Selection =>
____
In the weeks leading up to the expected bankruptcy of this century-old icon, majority sentiment in the U.S., and to a lesser extent here, has been hostile about rewarding a chronically incompetent enterprise with a taxpayer-funded bailout.
Yes. A humbled GM can change.
Post-bankruptcy, a leaner and much healthier GM will continue to put bread on the table for tens of thousands of employees, about 4,000 suppliers, and several thousand dealership employees that often are the business mainstay in small-town North America.
GM remains the U.S.'s biggest manufacturer, still a powerhouse of engineering and technological breakthroughs, most visibly with its all-electric Chevrolet Volt. GM is America's biggest purchaser of information technology.
Entire states in the industrial Midwest and Canadian cities such as Oshawa, Oakville, Windsor and St. Catharines rely on GM and its employees for an outsized portion of their property and income-tax revenue.
All of which is moot, if GM is ultimately destined, as many believe, for the scrapyard in the sky. Somehow, I don't think so.
GM will emerge from bankruptcy with only one-quarter or so of the debt it held earlier this year.
GM's hourly wage costs, after enormous concessions by the Canadian Auto Workers and the United Auto Workers, are now in line with wage rates at "transplants" – the U.S. and Canadian factories operated by foreign-based automakers. The UAW has given up its right to strike until 2015.
GM will have cut its fixed costs to levels enabling it to compete on price with foreign-based rivals.
CEO Fritz Henderson told reporters last week,"We will come out of this rid of some of the historic legacy costs that have been dragging us down for the last 20 years or so," Bob Lutz, GM vice-chairman, said in a Thursday speech. "We will come out of it with an all-new focus on product development."
____
Given information =>

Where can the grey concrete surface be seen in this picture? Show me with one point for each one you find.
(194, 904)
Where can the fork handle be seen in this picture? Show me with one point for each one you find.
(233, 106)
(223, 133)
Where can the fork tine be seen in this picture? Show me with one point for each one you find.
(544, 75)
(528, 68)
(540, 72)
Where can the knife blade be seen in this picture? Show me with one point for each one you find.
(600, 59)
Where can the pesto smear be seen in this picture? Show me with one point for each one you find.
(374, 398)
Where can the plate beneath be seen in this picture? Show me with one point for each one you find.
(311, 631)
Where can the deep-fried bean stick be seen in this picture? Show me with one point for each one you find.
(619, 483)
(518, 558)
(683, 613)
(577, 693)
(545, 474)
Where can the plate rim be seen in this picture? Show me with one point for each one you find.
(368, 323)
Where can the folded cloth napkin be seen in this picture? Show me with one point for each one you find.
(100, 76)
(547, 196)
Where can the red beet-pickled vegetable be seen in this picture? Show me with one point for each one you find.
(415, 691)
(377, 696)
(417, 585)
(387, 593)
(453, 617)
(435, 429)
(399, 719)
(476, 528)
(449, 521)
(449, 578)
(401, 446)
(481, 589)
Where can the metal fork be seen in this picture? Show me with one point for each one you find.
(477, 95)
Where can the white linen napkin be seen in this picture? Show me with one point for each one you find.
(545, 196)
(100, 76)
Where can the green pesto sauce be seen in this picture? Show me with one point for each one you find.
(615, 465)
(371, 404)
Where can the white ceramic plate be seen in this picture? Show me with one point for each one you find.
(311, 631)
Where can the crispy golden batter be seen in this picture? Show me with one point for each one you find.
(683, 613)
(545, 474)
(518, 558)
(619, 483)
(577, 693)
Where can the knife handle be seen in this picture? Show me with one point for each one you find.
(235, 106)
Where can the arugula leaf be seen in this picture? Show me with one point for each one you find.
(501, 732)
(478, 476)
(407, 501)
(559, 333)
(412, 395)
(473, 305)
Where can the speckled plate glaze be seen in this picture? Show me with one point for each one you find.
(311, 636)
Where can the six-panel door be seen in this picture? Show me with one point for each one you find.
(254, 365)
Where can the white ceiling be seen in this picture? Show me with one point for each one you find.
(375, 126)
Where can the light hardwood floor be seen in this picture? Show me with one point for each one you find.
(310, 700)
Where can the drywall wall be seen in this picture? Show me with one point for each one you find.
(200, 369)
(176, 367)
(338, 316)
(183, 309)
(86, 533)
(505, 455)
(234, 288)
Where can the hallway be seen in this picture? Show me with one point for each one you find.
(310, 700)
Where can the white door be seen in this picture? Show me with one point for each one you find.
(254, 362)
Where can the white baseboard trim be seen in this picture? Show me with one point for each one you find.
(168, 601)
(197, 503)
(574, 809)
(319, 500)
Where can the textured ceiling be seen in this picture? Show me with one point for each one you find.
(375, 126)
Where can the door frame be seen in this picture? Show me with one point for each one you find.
____
To do =>
[a] Until what year has the UAW given up its right to strike, according to the GM bankruptcy commentary?
[b] Write out the part of the GM bankruptcy commentary that opens with the words containing "GM will emerge" and closes with "strike until 2015.", swapping "foreign-based automakers" for "overseas automakers".
[c] Pick up the GM bankruptcy commentary after its last sentence and carry it further.

The responses =>
[a] Until 2015.

[b]
GM will emerge from bankruptcy with only one-quarter or so of the debt it held earlier this year.
GM's hourly wage costs, after enormous concessions by the Canadian Auto Workers and the United Auto Workers, are now in line with wage rates at "transplants" – the U.S. and Canadian factories operated by overseas automakers. The UAW has given up its right to strike until 2015.

[c]
In an off-the-record briefing of reporters that same day, an Obama administration official said: "GM should be highly, highly profitable given the new cost structure that is being put in place, given the vast reduction of liability that has been achieved."
Fact: "Auto companies rarely die," CEO Henderson reminded reporters last week.
He's not whistling in the dark, having overseen in the past few weeks the drastic makeover of GM that critics have demanded for decades. And he's right – out of national pride, France, Germany, Japan, China, Russia and others routinely subsidize profit-challenged local automakers.
Focused on just four brands rather than eight, Buick and GMC will no longer be deprived of new-product development funds. For the first time, Buick will have close to a full line of models. And GM will have a $1.3-billion annual marketing budget for each of Chevrolet and Cadillac, double the current ad spend, and close to what Toyota commits to its namesake and Lexus brands.
That's crucial, because GM quality and reliability have vastly improved in the past decade (Buick typically tops or is near the top of J.D. Power quality surveys), but GM has lacked the money to tell that story to potential customers that first turned away from GM decades ago. A clean-slate GM has a decent shot at winning customers among Gen Y motorists (ages 22 to 32).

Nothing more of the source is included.